───── DATASET RECORDS

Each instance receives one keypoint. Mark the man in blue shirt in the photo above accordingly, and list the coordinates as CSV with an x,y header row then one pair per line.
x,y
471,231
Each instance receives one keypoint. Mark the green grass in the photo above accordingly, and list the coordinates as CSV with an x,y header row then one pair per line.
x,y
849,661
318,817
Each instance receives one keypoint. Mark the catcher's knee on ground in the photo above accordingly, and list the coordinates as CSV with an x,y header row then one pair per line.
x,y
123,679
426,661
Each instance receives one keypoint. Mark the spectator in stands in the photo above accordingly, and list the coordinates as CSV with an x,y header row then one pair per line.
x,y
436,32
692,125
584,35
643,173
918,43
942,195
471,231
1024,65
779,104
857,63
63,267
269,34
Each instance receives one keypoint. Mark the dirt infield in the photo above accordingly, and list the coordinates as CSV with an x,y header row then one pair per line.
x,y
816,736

──────────

> **GOAL**: Copy out every item above word for word, keeping each line as it stands.

> **TASK SOLUTION**:
Each instance receives one keypoint. Mark the man in blue shirt in the photo above accordingly, and list the coordinates as CSV with an x,y header row then one pair per line.
x,y
471,231
Each instance receives one keypoint. Mark the green grass in the photo above accordingly, and list the coordinates as CSV with an x,y header row then one pair per line.
x,y
849,661
318,817
Each instance receives one keypoint. Mark the catcher's knee on ground in the photo above accordingly, and list the coordinates as CSV with an x,y header row then one pair per line.
x,y
123,679
426,661
Each instance receives one keypoint. Mark the spectator in stands in the photo above accordingly, and list the coordinates as CSV with an x,y header row then one pair per line.
x,y
436,32
692,125
584,35
643,173
918,43
942,195
471,231
1024,65
779,104
857,63
63,267
269,34
Each instance receives one keypoint. Mark the dirt infield in the photo above accordingly, and list the coordinates as CSV with an x,y header row then one pair per line.
x,y
816,736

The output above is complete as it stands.